■ **Directions for this task**: Copy each of the records below character for character, with no changes.

Entries drawn from a collection:
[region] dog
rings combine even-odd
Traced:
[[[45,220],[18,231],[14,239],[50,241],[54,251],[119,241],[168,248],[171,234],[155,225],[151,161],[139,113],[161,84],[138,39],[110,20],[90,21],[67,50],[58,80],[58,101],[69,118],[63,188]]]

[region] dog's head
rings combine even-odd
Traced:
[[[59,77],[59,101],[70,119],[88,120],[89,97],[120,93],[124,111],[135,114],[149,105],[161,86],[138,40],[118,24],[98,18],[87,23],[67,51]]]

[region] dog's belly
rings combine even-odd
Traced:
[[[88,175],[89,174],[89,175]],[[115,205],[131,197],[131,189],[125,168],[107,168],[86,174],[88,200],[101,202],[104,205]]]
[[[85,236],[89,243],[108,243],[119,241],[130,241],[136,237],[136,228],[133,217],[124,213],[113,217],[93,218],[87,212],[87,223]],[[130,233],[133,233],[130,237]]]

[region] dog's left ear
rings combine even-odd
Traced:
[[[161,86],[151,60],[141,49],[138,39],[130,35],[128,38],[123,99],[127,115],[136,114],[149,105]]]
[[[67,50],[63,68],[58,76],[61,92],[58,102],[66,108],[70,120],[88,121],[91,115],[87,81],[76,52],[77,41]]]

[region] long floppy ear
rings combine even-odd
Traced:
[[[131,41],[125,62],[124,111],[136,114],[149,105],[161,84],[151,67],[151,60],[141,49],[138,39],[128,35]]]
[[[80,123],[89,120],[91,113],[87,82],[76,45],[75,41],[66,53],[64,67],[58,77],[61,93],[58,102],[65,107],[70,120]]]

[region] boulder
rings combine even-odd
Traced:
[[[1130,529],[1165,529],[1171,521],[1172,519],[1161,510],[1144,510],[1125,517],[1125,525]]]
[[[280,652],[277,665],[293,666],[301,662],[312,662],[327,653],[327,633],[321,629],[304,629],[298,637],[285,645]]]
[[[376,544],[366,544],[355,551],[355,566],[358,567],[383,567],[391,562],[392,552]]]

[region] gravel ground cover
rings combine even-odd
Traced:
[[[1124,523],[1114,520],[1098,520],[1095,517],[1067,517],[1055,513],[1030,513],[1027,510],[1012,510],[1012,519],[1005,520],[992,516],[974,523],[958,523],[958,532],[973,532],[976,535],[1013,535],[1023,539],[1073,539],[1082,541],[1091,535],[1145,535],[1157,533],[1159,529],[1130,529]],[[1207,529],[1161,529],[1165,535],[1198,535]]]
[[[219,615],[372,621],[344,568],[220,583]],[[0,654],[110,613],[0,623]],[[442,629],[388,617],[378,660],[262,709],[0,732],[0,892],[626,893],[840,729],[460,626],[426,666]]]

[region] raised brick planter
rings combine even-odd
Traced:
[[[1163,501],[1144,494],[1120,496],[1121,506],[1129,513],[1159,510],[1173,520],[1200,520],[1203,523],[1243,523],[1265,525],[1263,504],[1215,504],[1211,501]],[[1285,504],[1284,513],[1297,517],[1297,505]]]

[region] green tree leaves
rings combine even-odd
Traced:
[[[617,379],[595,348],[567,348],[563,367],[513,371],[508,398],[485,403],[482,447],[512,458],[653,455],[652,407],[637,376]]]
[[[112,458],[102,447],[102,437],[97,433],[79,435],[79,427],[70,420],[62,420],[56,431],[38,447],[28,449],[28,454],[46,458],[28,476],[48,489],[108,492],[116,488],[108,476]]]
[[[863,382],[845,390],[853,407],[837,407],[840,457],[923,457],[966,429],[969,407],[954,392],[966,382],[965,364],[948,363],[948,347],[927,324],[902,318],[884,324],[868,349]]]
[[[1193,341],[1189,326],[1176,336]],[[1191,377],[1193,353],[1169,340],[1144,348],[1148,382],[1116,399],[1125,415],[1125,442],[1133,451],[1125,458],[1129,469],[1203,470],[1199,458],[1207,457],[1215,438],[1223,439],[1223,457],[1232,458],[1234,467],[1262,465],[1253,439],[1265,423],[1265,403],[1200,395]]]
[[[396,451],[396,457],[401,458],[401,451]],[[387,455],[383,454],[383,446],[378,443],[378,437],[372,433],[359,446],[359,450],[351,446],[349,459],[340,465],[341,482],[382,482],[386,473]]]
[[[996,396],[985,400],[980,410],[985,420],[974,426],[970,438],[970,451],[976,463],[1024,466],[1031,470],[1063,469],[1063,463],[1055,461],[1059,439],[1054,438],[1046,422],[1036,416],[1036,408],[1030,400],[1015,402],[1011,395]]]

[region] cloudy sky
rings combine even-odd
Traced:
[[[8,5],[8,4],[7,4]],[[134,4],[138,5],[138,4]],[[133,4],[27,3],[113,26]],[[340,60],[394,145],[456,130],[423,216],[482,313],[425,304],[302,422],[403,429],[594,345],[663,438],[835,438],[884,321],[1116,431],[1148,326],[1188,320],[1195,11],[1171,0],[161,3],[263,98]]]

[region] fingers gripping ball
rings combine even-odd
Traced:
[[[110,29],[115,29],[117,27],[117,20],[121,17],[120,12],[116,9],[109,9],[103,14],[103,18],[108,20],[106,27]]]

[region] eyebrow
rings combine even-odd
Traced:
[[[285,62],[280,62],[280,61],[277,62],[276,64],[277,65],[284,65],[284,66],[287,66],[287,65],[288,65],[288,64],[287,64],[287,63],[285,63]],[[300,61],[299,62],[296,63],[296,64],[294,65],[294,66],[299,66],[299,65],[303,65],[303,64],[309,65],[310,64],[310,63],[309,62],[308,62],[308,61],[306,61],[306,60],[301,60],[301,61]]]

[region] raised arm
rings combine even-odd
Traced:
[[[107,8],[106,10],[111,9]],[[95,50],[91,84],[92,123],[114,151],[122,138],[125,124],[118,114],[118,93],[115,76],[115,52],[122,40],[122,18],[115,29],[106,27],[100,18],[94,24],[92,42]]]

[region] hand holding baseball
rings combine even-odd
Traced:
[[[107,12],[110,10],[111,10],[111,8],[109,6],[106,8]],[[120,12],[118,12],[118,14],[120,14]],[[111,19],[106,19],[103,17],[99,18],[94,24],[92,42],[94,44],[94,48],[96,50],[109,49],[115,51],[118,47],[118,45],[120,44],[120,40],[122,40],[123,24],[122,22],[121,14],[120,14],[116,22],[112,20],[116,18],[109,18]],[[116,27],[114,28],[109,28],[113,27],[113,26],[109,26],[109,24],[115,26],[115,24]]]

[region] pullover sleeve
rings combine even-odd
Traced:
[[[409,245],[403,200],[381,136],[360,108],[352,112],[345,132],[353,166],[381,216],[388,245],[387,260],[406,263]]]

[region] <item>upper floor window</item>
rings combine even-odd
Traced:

■ **Solution to this task**:
[region] dog
rings combine even-odd
Traced:
[[[45,220],[18,231],[14,239],[50,241],[54,251],[119,241],[168,248],[171,234],[155,225],[151,161],[139,113],[161,84],[138,39],[110,20],[90,21],[67,50],[58,80],[58,101],[69,118],[63,188]]]

[region] dog's head
rings combine even-odd
Traced:
[[[59,77],[59,101],[70,119],[88,120],[89,97],[120,93],[124,111],[135,114],[149,105],[161,86],[138,40],[118,24],[98,18],[87,23],[67,51]]]

[region] dog's belly
rings combine even-odd
Traced:
[[[88,175],[89,174],[89,175]],[[115,205],[131,197],[131,189],[125,168],[107,168],[86,174],[88,200],[101,202],[104,205]]]
[[[85,236],[89,243],[108,243],[119,241],[130,241],[136,237],[136,228],[133,217],[124,213],[113,217],[93,218],[87,212],[87,223]],[[130,233],[133,233],[130,237]]]

[region] dog's left ear
rings combine even-odd
Traced:
[[[161,86],[151,60],[141,49],[138,39],[130,35],[128,38],[123,99],[127,115],[136,114],[149,105]]]
[[[67,50],[63,68],[58,76],[61,92],[58,102],[66,108],[70,120],[88,121],[91,115],[87,81],[76,52],[77,41]]]

[region] long floppy ear
rings combine even-odd
Traced:
[[[131,41],[125,62],[124,111],[136,114],[149,105],[161,84],[151,67],[151,60],[141,49],[138,39],[128,35]]]
[[[80,123],[89,120],[91,113],[87,82],[76,45],[75,41],[66,53],[64,67],[58,77],[61,93],[58,102],[65,107],[70,120]]]

[region] boulder
rings combine even-odd
Traced:
[[[1130,529],[1165,529],[1171,521],[1172,519],[1161,510],[1144,510],[1125,517],[1125,525]]]
[[[280,652],[277,665],[293,666],[301,662],[312,662],[327,653],[327,633],[321,629],[304,629],[298,637],[285,645]]]
[[[376,544],[366,544],[355,551],[355,566],[358,567],[383,567],[391,562],[392,552]]]

[region] gravel ground cover
rings combine even-odd
Traced:
[[[1124,523],[1114,520],[1098,520],[1095,517],[1067,517],[1055,513],[1030,513],[1027,510],[1012,510],[1012,519],[1005,520],[992,516],[974,523],[958,523],[958,532],[973,532],[976,535],[1013,535],[1023,539],[1073,539],[1082,541],[1091,535],[1145,535],[1157,533],[1159,529],[1130,529]],[[1207,529],[1161,529],[1165,535],[1198,535]]]
[[[219,615],[372,621],[344,568],[220,583]],[[0,654],[110,613],[0,623]],[[442,629],[388,617],[378,660],[262,709],[0,732],[0,892],[626,893],[840,729],[460,626],[426,666]]]

[region] raised brick planter
rings combine even-odd
Traced:
[[[1163,501],[1144,494],[1120,496],[1121,506],[1129,513],[1159,510],[1173,520],[1200,520],[1203,523],[1243,523],[1265,525],[1263,504],[1215,504],[1211,501]],[[1285,504],[1284,513],[1297,517],[1297,505]]]

[region] green tree leaves
rings combine even-odd
Traced:
[[[617,379],[595,348],[567,348],[563,367],[513,371],[508,398],[485,403],[482,447],[512,458],[653,455],[652,407],[637,376]]]
[[[112,458],[102,447],[102,437],[97,433],[79,435],[79,427],[70,420],[62,420],[56,431],[38,447],[28,449],[28,454],[46,458],[28,476],[48,489],[108,492],[116,488],[108,476]]]
[[[863,382],[845,390],[853,407],[837,407],[840,457],[923,457],[966,429],[969,407],[954,392],[966,382],[965,364],[948,363],[948,347],[927,324],[902,318],[884,324],[868,349]]]
[[[1193,341],[1189,326],[1176,336]],[[1191,377],[1193,353],[1169,340],[1144,348],[1148,382],[1116,399],[1125,415],[1125,442],[1133,451],[1125,458],[1129,469],[1203,470],[1199,458],[1207,457],[1215,438],[1223,439],[1223,457],[1232,458],[1234,467],[1262,465],[1253,439],[1265,423],[1265,403],[1200,395]]]
[[[396,451],[396,457],[401,458],[401,451]],[[387,455],[383,454],[383,446],[378,443],[378,437],[372,433],[359,446],[359,450],[351,446],[349,459],[340,465],[341,482],[382,482],[386,473]]]
[[[996,396],[985,400],[980,410],[985,420],[974,426],[970,438],[970,451],[976,463],[1024,466],[1031,470],[1063,469],[1063,463],[1055,461],[1059,439],[1054,438],[1046,422],[1036,416],[1036,408],[1030,400],[1015,402],[1011,395]]]

[region] cloudy sky
rings combine even-odd
Traced:
[[[8,5],[8,4],[7,4]],[[134,4],[138,5],[138,4]],[[133,4],[27,3],[113,26]],[[340,60],[394,145],[456,130],[423,216],[482,313],[425,304],[302,422],[403,429],[594,345],[663,438],[835,438],[884,321],[1116,431],[1148,326],[1188,320],[1195,11],[1171,0],[161,3],[263,98]]]

[region] fingers gripping ball
rings combine even-odd
Traced:
[[[110,29],[115,29],[117,27],[117,20],[121,17],[120,12],[116,9],[109,9],[103,14],[103,18],[108,20],[106,27]]]

[region] eyebrow
rings combine even-odd
Traced:
[[[285,62],[280,62],[280,61],[277,62],[276,64],[277,65],[284,65],[284,66],[287,66],[287,65],[288,65],[288,64],[287,64],[287,63],[285,63]],[[300,61],[299,62],[296,63],[296,64],[294,65],[294,66],[299,66],[299,65],[303,65],[303,64],[309,65],[310,64],[310,63],[309,62],[308,62],[308,61],[306,61],[306,60],[301,60],[301,61]]]

[region] raised arm
rings combine even-odd
Traced:
[[[107,8],[106,10],[111,9]],[[95,50],[91,84],[92,123],[114,151],[122,138],[125,124],[118,114],[118,93],[115,76],[115,52],[122,40],[122,18],[115,29],[106,27],[100,18],[94,24],[92,42]]]

[region] hand holding baseball
rings combine even-odd
Traced:
[[[107,12],[110,10],[111,10],[111,8],[109,6],[106,8]],[[120,12],[118,12],[118,14],[120,14]],[[111,19],[106,19],[103,17],[99,18],[94,24],[92,42],[94,44],[94,48],[96,50],[109,49],[115,51],[118,47],[118,45],[120,44],[120,40],[122,40],[123,24],[122,22],[121,14],[120,14],[116,22],[112,20],[116,18],[109,18]],[[116,27],[114,28],[109,28],[113,27],[113,26],[109,26],[109,24],[115,26],[115,24]]]

[region] pullover sleeve
rings combine even-odd
Traced:
[[[409,245],[403,200],[381,136],[360,108],[352,112],[345,132],[353,166],[381,216],[388,245],[387,260],[406,263]]]

[region] <item>upper floor window</item>
rings combine even-odd
Traced:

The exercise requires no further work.